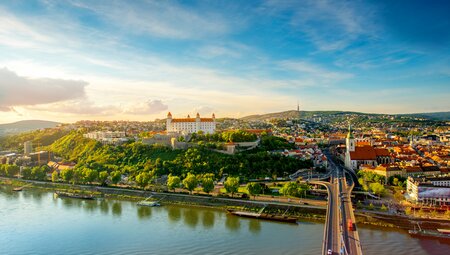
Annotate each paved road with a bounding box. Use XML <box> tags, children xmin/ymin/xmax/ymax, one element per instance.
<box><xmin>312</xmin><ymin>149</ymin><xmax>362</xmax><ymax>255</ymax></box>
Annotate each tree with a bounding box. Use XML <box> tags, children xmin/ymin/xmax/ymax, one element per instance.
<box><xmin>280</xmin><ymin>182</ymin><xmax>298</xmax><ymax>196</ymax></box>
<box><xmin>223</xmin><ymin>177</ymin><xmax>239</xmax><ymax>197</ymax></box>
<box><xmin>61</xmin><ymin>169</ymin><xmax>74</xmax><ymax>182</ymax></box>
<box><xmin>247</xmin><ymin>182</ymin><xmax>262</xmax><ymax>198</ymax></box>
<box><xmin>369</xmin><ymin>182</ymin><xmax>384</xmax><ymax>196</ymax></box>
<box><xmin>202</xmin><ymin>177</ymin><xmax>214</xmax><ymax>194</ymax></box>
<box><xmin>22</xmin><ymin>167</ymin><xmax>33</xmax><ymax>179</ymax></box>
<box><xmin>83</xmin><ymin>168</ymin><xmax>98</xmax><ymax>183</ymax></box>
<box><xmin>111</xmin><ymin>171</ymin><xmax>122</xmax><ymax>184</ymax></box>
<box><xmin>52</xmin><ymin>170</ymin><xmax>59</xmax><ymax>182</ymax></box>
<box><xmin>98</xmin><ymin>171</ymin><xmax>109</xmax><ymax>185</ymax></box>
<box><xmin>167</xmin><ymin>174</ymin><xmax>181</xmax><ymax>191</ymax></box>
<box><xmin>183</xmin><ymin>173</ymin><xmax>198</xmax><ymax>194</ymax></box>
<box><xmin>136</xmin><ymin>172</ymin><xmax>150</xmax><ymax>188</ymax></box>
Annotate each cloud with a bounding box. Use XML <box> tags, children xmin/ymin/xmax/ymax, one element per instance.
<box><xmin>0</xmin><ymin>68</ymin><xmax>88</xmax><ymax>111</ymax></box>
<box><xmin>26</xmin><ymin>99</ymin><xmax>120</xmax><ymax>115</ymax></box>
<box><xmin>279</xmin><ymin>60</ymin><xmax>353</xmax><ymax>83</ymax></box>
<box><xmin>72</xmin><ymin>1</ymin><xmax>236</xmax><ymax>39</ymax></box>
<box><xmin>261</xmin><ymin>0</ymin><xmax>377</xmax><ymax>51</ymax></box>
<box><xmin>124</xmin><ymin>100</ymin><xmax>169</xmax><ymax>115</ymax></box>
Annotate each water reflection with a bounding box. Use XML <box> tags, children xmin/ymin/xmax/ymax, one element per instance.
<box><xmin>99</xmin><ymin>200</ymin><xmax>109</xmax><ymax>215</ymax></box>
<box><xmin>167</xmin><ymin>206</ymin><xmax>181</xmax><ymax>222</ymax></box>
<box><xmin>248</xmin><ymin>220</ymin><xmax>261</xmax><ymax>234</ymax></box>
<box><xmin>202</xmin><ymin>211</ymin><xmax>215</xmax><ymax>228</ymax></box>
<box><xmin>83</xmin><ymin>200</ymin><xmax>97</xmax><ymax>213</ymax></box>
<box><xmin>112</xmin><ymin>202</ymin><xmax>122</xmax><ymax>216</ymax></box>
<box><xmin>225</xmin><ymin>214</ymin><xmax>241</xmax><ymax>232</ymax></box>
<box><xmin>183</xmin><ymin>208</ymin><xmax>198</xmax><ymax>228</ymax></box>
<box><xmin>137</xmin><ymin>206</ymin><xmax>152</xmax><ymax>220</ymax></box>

■ ■ ■ ■ ■ ■ ■

◆ PROBLEM TO SOLVE
Write out the lines above word for word, leaving out the pictures.

◆ TASK SOLUTION
Annotate each paved road with a bounding box. Use XML <box> tags, children xmin/ymin/xmax/ymax, one element per instance.
<box><xmin>312</xmin><ymin>149</ymin><xmax>362</xmax><ymax>255</ymax></box>
Annotate each tree with a bounding box. Use XML <box> tags, children xmin/ymin/xmax/ymax, one element per instance.
<box><xmin>280</xmin><ymin>182</ymin><xmax>298</xmax><ymax>196</ymax></box>
<box><xmin>223</xmin><ymin>177</ymin><xmax>239</xmax><ymax>197</ymax></box>
<box><xmin>61</xmin><ymin>169</ymin><xmax>74</xmax><ymax>182</ymax></box>
<box><xmin>247</xmin><ymin>182</ymin><xmax>262</xmax><ymax>198</ymax></box>
<box><xmin>369</xmin><ymin>182</ymin><xmax>384</xmax><ymax>196</ymax></box>
<box><xmin>202</xmin><ymin>177</ymin><xmax>214</xmax><ymax>194</ymax></box>
<box><xmin>22</xmin><ymin>167</ymin><xmax>33</xmax><ymax>179</ymax></box>
<box><xmin>83</xmin><ymin>168</ymin><xmax>98</xmax><ymax>183</ymax></box>
<box><xmin>111</xmin><ymin>171</ymin><xmax>122</xmax><ymax>184</ymax></box>
<box><xmin>52</xmin><ymin>170</ymin><xmax>59</xmax><ymax>182</ymax></box>
<box><xmin>98</xmin><ymin>171</ymin><xmax>109</xmax><ymax>185</ymax></box>
<box><xmin>167</xmin><ymin>174</ymin><xmax>181</xmax><ymax>191</ymax></box>
<box><xmin>183</xmin><ymin>173</ymin><xmax>198</xmax><ymax>194</ymax></box>
<box><xmin>136</xmin><ymin>172</ymin><xmax>150</xmax><ymax>188</ymax></box>
Annotate each cloud with a bounding box. Use XML <box> tags, children xmin/ymin/xmax/ymax, one element per instance.
<box><xmin>0</xmin><ymin>68</ymin><xmax>88</xmax><ymax>111</ymax></box>
<box><xmin>26</xmin><ymin>99</ymin><xmax>120</xmax><ymax>115</ymax></box>
<box><xmin>279</xmin><ymin>60</ymin><xmax>353</xmax><ymax>83</ymax></box>
<box><xmin>72</xmin><ymin>1</ymin><xmax>236</xmax><ymax>39</ymax></box>
<box><xmin>261</xmin><ymin>0</ymin><xmax>377</xmax><ymax>51</ymax></box>
<box><xmin>124</xmin><ymin>100</ymin><xmax>169</xmax><ymax>115</ymax></box>
Annotate each water reflection with a bounding box. Use XML <box> tags, children xmin/ymin/xmax/ymax, one element per instance.
<box><xmin>99</xmin><ymin>200</ymin><xmax>109</xmax><ymax>215</ymax></box>
<box><xmin>167</xmin><ymin>206</ymin><xmax>181</xmax><ymax>222</ymax></box>
<box><xmin>248</xmin><ymin>220</ymin><xmax>261</xmax><ymax>234</ymax></box>
<box><xmin>202</xmin><ymin>211</ymin><xmax>215</xmax><ymax>228</ymax></box>
<box><xmin>83</xmin><ymin>200</ymin><xmax>97</xmax><ymax>213</ymax></box>
<box><xmin>112</xmin><ymin>202</ymin><xmax>122</xmax><ymax>216</ymax></box>
<box><xmin>225</xmin><ymin>214</ymin><xmax>241</xmax><ymax>232</ymax></box>
<box><xmin>183</xmin><ymin>208</ymin><xmax>198</xmax><ymax>228</ymax></box>
<box><xmin>137</xmin><ymin>206</ymin><xmax>152</xmax><ymax>220</ymax></box>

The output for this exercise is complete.